● Page excerpt
────────

Presidential hopeful John McCain has a connection to a former Alabama state trooper charged with the murder of a man at the height of the civil rights movement, according to documents obtained by The Star.
In the early 1990s, Sen. McCain, R-Ariz., wrote a letter to the State Department regarding James B. Fowler, who was at the time imprisoned in Thailand on narcotics charges.
McCain's State Department letter was dated Nov. 15, 1991. It briefly explains Fowler's situation and asks Assistant Secretary Elizabeth Tamposi of the Office of Consular Affairs to look into his case.
n 2005, The Star published an interview with James B. Fowler who admitted publicly for the first time that he shot Jimmie Lee Jackson, during a melee in February 1965 in the west Alabama town of Marion. Fowler insisted it was in self defense.

────────

● Excerpted records
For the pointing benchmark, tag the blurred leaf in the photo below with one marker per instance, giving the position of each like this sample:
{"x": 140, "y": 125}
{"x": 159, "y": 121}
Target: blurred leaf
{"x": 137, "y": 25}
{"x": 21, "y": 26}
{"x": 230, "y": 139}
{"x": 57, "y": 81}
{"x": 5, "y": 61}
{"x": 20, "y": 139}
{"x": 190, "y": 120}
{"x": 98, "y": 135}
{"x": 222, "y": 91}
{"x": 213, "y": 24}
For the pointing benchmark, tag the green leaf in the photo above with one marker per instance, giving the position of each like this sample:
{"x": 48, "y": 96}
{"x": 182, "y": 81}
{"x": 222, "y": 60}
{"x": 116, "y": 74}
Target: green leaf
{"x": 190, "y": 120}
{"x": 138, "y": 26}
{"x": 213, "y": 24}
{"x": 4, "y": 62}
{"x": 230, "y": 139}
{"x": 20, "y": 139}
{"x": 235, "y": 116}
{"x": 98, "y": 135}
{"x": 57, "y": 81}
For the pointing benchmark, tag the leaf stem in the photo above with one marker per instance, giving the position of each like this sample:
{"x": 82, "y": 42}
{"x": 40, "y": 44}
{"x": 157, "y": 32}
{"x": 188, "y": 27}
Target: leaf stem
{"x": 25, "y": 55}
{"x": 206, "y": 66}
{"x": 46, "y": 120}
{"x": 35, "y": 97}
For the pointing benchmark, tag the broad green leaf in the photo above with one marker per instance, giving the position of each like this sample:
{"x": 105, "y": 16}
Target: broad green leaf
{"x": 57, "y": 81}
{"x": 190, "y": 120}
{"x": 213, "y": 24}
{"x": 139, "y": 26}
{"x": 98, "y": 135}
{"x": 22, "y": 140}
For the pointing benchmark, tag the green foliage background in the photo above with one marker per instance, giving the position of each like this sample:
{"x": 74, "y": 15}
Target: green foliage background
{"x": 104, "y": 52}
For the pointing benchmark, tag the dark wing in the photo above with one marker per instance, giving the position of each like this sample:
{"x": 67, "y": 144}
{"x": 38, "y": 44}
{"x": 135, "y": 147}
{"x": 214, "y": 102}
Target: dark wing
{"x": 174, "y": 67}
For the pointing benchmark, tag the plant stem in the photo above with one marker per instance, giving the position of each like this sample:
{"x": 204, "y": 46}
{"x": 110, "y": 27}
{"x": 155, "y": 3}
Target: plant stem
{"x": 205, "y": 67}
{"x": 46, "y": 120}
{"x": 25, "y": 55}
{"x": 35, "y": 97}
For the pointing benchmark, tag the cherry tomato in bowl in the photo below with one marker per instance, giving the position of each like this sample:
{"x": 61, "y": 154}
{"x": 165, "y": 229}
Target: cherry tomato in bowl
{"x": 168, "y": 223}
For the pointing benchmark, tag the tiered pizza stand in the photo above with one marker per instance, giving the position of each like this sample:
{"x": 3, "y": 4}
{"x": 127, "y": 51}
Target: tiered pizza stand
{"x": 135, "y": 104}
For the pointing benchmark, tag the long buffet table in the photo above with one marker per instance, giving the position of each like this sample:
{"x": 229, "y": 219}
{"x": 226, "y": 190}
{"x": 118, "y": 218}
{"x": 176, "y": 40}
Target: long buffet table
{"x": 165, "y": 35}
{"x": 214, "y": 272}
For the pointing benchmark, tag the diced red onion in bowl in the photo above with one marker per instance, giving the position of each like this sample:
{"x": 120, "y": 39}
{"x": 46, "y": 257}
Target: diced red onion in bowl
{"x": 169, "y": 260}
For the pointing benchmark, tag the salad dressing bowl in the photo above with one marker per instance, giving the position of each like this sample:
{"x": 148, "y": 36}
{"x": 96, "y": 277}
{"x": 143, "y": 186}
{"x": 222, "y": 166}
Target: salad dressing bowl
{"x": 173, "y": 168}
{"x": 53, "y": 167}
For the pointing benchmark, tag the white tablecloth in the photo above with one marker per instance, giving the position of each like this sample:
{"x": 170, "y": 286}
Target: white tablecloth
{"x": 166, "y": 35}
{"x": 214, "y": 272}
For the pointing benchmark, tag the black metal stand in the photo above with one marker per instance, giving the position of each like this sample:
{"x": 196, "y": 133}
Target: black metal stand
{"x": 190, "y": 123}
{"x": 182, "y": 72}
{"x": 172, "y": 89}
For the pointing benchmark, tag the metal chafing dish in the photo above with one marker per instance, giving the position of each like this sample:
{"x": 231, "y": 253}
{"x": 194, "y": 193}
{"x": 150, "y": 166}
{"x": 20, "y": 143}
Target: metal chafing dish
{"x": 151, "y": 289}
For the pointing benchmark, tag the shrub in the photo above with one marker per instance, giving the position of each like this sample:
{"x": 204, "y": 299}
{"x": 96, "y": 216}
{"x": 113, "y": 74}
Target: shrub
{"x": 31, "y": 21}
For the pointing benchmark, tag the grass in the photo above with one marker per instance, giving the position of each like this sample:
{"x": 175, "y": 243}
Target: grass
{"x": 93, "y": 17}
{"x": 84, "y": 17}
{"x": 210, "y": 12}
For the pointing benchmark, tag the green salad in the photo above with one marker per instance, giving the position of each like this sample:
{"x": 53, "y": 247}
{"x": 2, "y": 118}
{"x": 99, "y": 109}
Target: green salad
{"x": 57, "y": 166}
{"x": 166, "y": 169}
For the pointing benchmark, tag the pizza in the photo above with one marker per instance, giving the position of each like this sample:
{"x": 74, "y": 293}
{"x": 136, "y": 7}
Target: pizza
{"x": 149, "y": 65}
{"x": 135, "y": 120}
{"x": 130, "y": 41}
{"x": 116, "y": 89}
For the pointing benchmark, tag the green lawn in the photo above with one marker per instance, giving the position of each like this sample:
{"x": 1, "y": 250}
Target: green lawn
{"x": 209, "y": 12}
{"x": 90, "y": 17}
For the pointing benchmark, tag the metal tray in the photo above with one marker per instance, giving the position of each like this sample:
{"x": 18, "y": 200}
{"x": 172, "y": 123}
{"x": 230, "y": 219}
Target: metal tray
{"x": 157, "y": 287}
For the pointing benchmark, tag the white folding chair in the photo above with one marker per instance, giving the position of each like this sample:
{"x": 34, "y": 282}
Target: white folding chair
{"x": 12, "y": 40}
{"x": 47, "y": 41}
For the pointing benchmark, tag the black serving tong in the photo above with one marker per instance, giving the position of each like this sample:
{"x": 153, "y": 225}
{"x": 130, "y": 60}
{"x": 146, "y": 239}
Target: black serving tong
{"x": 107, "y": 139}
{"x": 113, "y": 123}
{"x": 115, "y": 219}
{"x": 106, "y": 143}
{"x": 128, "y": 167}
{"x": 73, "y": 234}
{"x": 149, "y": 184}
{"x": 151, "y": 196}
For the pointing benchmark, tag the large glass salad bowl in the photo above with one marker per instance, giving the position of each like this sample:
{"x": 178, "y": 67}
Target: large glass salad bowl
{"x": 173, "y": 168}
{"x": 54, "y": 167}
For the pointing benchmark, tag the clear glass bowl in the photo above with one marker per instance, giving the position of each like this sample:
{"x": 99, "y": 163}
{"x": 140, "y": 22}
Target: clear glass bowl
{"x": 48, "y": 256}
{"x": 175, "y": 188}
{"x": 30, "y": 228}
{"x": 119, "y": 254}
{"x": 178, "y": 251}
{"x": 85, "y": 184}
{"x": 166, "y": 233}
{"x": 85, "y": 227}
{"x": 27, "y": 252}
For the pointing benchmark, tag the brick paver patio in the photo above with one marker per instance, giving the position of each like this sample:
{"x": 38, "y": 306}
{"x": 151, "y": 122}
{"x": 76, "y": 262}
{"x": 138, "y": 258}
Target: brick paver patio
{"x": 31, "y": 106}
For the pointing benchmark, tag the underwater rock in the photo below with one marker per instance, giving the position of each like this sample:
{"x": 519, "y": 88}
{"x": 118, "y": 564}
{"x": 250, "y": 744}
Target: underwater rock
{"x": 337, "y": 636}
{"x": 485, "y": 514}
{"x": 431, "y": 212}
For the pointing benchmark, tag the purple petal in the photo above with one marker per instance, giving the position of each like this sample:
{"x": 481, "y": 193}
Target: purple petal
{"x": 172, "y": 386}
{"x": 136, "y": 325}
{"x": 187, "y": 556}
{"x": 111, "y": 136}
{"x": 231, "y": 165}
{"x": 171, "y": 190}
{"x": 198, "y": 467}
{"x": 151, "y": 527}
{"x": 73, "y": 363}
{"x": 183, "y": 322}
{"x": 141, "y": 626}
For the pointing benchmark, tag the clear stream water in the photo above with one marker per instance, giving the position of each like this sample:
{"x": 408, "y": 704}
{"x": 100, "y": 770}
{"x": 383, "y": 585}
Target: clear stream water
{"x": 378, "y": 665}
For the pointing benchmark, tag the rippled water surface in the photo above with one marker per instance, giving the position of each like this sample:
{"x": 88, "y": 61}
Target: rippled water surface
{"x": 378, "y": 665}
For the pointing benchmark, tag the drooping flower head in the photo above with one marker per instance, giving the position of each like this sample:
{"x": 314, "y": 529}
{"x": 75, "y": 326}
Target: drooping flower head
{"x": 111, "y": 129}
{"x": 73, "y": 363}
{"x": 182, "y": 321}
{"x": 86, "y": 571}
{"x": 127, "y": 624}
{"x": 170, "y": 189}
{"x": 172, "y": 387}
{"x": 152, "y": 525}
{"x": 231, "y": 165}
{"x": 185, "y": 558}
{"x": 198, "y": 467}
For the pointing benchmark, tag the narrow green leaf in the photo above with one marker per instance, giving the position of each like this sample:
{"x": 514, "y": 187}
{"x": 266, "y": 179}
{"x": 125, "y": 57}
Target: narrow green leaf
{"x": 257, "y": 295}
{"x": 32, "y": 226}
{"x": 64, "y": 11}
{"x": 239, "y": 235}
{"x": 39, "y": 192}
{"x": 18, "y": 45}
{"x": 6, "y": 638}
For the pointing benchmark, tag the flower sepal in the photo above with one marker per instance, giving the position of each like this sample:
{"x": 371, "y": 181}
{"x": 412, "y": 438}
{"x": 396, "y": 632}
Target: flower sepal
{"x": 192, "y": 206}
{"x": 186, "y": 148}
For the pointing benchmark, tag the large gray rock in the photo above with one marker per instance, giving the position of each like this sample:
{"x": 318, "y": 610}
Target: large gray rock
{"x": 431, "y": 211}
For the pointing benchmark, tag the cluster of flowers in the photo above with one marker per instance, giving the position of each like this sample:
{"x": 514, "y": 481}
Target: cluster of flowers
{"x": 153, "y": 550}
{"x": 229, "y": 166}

────────

● Problems to solve
A. Using the article on John McCain and James B. Fowler at the top of the page, answer each question:
(i) What date does McCain's State Department letter bear?
(ii) To whom was the letter addressed?
(iii) In which town did the February 1965 melee take place?
B. Proceed with the article on John McCain and James B. Fowler, writing on from its last sentence.

● Task-by-task answers
A.
(i) Nov. 15, 1991.
(ii) Assistant Secretary Elizabeth Tamposi of the Office of Consular Affairs.
(iii) Marion, in west Alabama.

B.
Jackson's death a few days after the shooting proved pivotal for organizers of the civil rights movement, leading indirectly to the Selma-to-Montgomery march and, many historians argue, the passage by Congress of the landmark Voting Rights Act in August 1965.
Fowler, whose trial was scheduled to start this month until a judge delayed it Monday, has a complex and varied background. He fought in the Vietnam War, he has said, to avenge his brother's death. He later worked with military prosecutors to expose a murder-for-hire plot in Southeast Asia. He raised a family in Thailand and in Alabama, and for about five years in the early 1990s, he was in a Thai prison cell after being arrested for heroin trafficking.
It was during this time that John McCain came into his life.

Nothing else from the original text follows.